**Requirement**: Every record here should be printed again exactly.

::::::::

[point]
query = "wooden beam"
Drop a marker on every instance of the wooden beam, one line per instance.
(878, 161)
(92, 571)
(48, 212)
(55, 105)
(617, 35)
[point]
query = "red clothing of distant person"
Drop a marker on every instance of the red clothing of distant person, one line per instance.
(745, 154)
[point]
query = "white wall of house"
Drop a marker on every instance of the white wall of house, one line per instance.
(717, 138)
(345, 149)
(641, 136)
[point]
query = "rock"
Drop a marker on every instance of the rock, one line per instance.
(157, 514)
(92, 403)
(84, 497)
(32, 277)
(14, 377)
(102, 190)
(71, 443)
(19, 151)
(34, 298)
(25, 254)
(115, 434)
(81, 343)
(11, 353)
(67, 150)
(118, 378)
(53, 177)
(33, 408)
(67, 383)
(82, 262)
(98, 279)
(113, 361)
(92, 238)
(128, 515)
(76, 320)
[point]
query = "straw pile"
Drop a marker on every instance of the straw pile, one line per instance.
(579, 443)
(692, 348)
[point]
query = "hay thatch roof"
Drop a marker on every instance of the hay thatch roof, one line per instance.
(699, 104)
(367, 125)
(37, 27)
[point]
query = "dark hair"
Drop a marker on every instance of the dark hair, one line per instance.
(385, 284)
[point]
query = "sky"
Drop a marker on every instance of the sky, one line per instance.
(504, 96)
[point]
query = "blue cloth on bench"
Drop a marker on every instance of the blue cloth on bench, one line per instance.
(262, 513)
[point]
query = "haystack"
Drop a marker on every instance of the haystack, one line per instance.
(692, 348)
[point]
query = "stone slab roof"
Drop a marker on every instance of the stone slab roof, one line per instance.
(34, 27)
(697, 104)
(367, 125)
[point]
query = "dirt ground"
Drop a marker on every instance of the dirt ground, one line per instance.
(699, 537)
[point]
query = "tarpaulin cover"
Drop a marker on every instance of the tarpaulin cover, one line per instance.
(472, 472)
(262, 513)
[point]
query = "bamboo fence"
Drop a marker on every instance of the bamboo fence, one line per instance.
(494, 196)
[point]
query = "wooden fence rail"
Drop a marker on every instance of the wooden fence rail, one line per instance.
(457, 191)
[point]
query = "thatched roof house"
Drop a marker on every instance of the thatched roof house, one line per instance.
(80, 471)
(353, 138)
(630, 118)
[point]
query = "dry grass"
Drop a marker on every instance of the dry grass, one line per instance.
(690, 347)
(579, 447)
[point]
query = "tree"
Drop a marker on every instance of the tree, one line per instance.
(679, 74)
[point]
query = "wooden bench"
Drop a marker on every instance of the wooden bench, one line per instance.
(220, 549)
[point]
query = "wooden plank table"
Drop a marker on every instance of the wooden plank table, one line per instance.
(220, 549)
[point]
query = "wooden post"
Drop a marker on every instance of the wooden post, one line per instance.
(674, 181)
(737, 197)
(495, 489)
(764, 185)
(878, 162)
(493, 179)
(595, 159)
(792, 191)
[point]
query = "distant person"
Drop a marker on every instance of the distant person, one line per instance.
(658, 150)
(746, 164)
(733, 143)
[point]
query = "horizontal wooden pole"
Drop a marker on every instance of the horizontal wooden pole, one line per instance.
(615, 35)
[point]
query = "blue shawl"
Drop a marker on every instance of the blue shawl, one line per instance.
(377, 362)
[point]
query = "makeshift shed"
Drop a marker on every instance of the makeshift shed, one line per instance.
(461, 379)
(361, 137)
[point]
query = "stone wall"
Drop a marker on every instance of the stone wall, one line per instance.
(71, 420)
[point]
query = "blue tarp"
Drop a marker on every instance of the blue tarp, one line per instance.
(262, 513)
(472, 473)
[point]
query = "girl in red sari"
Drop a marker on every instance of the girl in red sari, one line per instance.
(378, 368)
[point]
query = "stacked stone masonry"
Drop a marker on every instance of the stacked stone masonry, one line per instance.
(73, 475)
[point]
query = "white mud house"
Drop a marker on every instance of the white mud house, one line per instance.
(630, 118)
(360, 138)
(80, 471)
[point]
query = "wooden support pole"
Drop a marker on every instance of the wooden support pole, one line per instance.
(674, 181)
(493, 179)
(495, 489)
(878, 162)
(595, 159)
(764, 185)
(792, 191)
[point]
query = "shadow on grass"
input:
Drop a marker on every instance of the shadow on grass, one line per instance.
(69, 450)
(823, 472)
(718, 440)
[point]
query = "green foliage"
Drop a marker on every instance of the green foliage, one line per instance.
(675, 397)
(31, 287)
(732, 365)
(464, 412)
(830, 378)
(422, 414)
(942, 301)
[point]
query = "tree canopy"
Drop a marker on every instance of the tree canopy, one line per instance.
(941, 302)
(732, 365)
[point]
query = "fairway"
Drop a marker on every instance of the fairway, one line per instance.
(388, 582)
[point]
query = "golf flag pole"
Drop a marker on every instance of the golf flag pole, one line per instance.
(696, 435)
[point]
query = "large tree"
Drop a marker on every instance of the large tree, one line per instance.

::::::::

**Answer to this problem**:
[point]
query = "wooden beam"
Drop a marker on every instance of the wooden beam, one line per instance.
(878, 161)
(92, 571)
(48, 212)
(55, 105)
(617, 35)
[point]
query = "red clothing of distant person"
Drop a marker on every instance of the red clothing of distant person, one line per instance.
(745, 154)
[point]
query = "white wall of house"
Drop a marker on every instance of the white wall of house, one line per instance.
(717, 138)
(345, 149)
(641, 136)
[point]
query = "rock"
Drop a marker on every instance of the rock, one line per instance.
(157, 514)
(92, 403)
(84, 497)
(32, 277)
(14, 377)
(102, 190)
(71, 443)
(19, 151)
(34, 298)
(25, 254)
(115, 434)
(81, 343)
(11, 353)
(67, 150)
(118, 378)
(53, 177)
(33, 408)
(67, 383)
(82, 262)
(98, 279)
(113, 361)
(92, 238)
(128, 515)
(76, 320)
[point]
query = "straw pile"
Drop a marker on every instance of the straw pile, one line per instance.
(579, 443)
(692, 348)
[point]
query = "hay thatch roof"
Drop a marker on every instance of the hay thatch roof, one line per instance.
(699, 104)
(367, 125)
(37, 27)
[point]
query = "dark hair"
Drop a marker on every instance of the dark hair, one line per instance.
(385, 284)
[point]
query = "sky"
Drop a marker on every instance of the sky, one line per instance.
(504, 96)
[point]
query = "blue cloth on bench"
Drop a marker on every instance of the blue cloth on bench, one line per instance.
(262, 513)
[point]
query = "haystack"
Drop a marker on every instance of the haystack, one line per instance.
(692, 348)
[point]
query = "stone slab roof"
Drop a marker on every instance of the stone slab roof, one line per instance.
(34, 27)
(697, 104)
(367, 125)
[point]
query = "dirt ground"
Drop a marker on every instance of the dirt ground, one line per instance.
(699, 537)
[point]
query = "tarpaulin cover"
Drop a marker on every instance of the tarpaulin cover, one line per instance.
(472, 472)
(262, 513)
[point]
query = "bamboo fence"
Drop a marker on every instance of the bamboo fence, one line per instance.
(494, 196)
[point]
query = "wooden fence rail"
Drop a marker on every instance of the wooden fence rail, one line per instance.
(457, 191)
[point]
query = "thatched roof house"
Drop a marker on every instance of the thatched roof house, one line per instance.
(80, 471)
(353, 138)
(630, 118)
[point]
query = "dry grass"
Drop a marker on every instance of the dry grass, one line per instance.
(690, 347)
(579, 447)
[point]
query = "tree"
Drop a marker on every instance of the tree, one line per instance.
(679, 74)
[point]
query = "wooden bench"
Drop a marker on every instance of the wooden bench, one line per instance.
(220, 549)
[point]
query = "wooden plank table"
Drop a marker on every instance of the wooden plank table, one line per instance.
(220, 549)
[point]
query = "wooden post"
Drop a marker on every instance of the wooden post, one line per instance.
(674, 181)
(737, 197)
(495, 489)
(764, 185)
(878, 162)
(493, 179)
(595, 159)
(792, 191)
[point]
query = "distant person"
Drop a marker on every instance of the distant person, one line per instance.
(658, 150)
(746, 164)
(733, 143)
[point]
query = "horizontal wooden pole"
Drop a marker on every instance of the horizontal wooden pole, one line per instance.
(615, 35)
[point]
query = "blue shawl"
Drop a marker on every instance of the blue shawl, one line per instance.
(377, 362)
[point]
query = "makeshift shed"
Drop a marker on every instance of the makeshift shed, one line per instance.
(461, 379)
(361, 137)
[point]
query = "stone wall"
Drop a marker on every instance of the stone wall, one line per instance.
(71, 420)
[point]
query = "blue tarp"
Drop a marker on every instance of the blue tarp, one line per instance.
(262, 513)
(472, 473)
[point]
query = "girl in red sari"
Drop a marker on every instance of the girl in red sari, one line per instance.
(378, 368)
[point]
query = "stacked stone masonry"
Drop a marker on every instance of the stacked stone masonry, one line per instance.
(73, 475)
[point]
query = "white mud house"
Drop a marker on every instance of the white mud house, one line per instance.
(630, 118)
(360, 138)
(80, 471)
[point]
query = "wooden support pole"
Drop a marker on every instance of the wooden support pole, one line per instance.
(674, 181)
(493, 179)
(495, 489)
(878, 162)
(595, 159)
(764, 185)
(792, 191)
[point]
query = "shadow on grass"
input:
Drop a marker on every instance of the shadow on grass, one line per instance.
(69, 450)
(823, 472)
(718, 440)
[point]
query = "green foliage"
Drop a marker on every instance of the green foliage, one line per instance.
(675, 397)
(31, 287)
(732, 365)
(464, 412)
(830, 378)
(422, 414)
(942, 301)
[point]
query = "tree canopy"
Drop a marker on every instance of the tree canopy, one line per instance.
(941, 302)
(732, 365)
[point]
query = "fairway"
Drop a marker on every instance of the fairway, one line per instance.
(388, 582)
[point]
query = "golf flag pole"
Drop a marker on every instance of the golf flag pole, one line per instance.
(696, 435)
[point]
query = "large tree"
Drop a marker on every instance of the large tree, one line per instance.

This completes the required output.